**WHAT TO PRODUCE**
Reproduce the passage on model obfuscation for trustless compute nodes word for word, from its first sentence to its last.

— start DOCUMENT TEXT —

Operating AI models on trustless compute supplier nodes presents significant cybersecurity challenges, including risks of user data breaches and unauthorized model access. To address these issues, our Gaming AGI utilizes a tailored end-to-end model obfuscation tool. This tool incorporates a suite of obfuscation strategies, such as Parameter Encapsulation, Neural Structure Obfuscation, and the introduction of Shortcut and Extra Layer Injections, among others.

These strategies are meticulously designed to protect the model without altering the accuracy of its predictions. The additional processing time required for these obfuscated models is remarkably low, with the most intensive obfuscation techniques increasing runtime by an average of just about 1%. Despite the high memory demands associated with advanced models, our approach efficiently manages to keep the memory overhead to a modest increase of up to 20%, thus ensuring the methods' effectiveness without significantly impacting model performance.

— end DOCUMENT TEXT —
— start PROVIDED INFORMATION —

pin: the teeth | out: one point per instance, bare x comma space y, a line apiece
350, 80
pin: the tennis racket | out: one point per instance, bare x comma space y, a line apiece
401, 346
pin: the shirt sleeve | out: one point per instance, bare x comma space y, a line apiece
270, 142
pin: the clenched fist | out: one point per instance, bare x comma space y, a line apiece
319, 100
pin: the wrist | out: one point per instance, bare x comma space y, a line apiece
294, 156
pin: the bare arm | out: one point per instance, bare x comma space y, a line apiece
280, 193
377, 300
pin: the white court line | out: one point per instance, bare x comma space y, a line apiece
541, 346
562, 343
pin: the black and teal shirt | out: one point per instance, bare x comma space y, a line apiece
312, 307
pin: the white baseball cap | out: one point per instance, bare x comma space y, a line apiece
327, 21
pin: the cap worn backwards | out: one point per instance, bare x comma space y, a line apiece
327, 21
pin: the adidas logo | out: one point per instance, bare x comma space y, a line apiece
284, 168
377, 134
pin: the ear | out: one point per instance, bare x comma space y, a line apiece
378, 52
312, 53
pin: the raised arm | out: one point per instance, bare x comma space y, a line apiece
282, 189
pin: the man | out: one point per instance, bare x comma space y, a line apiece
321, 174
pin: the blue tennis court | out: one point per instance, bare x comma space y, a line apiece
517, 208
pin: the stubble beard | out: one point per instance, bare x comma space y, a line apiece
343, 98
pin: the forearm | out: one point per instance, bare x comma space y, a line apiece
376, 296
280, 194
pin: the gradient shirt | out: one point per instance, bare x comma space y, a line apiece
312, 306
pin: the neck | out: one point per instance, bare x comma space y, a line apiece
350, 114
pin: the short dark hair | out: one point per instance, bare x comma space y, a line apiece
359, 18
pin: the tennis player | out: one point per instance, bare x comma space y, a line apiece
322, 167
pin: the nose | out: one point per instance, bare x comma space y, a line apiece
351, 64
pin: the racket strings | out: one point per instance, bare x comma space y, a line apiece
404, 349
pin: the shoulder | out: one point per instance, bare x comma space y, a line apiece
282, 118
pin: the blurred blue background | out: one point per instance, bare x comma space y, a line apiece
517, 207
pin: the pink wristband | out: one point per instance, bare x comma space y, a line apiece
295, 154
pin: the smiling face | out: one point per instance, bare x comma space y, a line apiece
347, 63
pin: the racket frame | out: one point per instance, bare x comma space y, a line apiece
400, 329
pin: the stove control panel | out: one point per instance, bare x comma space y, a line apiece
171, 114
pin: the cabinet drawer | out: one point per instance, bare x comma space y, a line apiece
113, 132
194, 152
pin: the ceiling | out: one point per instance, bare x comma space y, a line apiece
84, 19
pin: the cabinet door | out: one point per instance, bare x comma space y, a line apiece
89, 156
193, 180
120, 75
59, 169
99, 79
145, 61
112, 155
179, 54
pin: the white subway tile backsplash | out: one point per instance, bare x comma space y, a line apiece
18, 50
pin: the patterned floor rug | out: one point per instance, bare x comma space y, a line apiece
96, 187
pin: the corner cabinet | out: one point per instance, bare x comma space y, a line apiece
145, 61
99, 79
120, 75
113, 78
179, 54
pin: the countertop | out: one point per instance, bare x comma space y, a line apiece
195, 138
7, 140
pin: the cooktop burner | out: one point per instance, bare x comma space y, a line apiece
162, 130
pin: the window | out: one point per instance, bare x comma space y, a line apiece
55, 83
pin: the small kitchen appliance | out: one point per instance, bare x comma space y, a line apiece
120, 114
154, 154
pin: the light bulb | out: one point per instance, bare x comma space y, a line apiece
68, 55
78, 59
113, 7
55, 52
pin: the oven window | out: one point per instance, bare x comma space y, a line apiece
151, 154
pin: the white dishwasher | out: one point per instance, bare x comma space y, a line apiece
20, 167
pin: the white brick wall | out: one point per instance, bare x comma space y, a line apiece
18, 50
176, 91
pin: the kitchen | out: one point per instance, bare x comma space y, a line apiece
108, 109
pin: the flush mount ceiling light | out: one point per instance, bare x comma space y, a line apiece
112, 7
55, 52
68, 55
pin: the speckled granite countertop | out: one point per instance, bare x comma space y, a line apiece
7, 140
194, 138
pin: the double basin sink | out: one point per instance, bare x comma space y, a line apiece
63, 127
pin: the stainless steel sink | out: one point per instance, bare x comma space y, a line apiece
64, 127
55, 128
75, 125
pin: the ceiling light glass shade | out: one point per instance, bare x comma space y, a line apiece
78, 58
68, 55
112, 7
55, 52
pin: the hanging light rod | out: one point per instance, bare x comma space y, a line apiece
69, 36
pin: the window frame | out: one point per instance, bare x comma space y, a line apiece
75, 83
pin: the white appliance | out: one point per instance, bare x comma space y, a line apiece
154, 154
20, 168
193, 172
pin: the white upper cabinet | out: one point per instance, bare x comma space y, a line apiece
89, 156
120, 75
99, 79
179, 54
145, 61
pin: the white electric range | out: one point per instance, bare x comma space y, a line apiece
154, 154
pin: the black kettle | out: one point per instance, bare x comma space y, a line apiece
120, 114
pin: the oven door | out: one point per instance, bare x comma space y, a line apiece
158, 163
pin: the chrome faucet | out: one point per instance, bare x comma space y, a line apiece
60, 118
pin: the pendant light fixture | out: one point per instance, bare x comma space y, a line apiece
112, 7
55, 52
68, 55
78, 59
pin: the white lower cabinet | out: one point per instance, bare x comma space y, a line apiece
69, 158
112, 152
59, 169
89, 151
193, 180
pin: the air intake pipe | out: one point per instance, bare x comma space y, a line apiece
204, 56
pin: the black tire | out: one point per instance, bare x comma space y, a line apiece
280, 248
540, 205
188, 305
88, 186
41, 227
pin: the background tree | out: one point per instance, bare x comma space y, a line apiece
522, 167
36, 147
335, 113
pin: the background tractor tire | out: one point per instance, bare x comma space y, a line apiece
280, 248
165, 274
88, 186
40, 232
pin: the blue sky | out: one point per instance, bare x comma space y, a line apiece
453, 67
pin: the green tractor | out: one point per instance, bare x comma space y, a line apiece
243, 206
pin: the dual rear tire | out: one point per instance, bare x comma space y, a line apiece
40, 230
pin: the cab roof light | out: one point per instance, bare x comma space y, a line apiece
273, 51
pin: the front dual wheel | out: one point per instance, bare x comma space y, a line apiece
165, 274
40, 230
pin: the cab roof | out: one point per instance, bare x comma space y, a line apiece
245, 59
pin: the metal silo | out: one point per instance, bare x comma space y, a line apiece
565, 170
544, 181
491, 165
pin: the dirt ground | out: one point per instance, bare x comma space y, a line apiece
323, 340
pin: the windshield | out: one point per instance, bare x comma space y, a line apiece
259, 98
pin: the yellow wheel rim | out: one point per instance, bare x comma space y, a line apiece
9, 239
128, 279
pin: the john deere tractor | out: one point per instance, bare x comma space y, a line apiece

— end PROVIDED INFORMATION —

**WORKED SOLUTION**
Operating AI models on trustless compute supplier nodes presents significant cybersecurity challenges, including risks of user data breaches and unauthorized model access. To address these issues, our Gaming AGI utilizes a tailored end-to-end model obfuscation tool. This tool incorporates a suite of obfuscation strategies, such as Parameter Encapsulation, Neural Structure Obfuscation, and the introduction of Shortcut and Extra Layer Injections, among others.

These strategies are meticulously designed to protect the model without altering the accuracy of its predictions. The additional processing time required for these obfuscated models is remarkably low, with the most intensive obfuscation techniques increasing runtime by an average of just about 1%. Despite the high memory demands associated with advanced models, our approach efficiently manages to keep the memory overhead to a modest increase of up to 20%, thus ensuring the methods' effectiveness without significantly impacting model performance.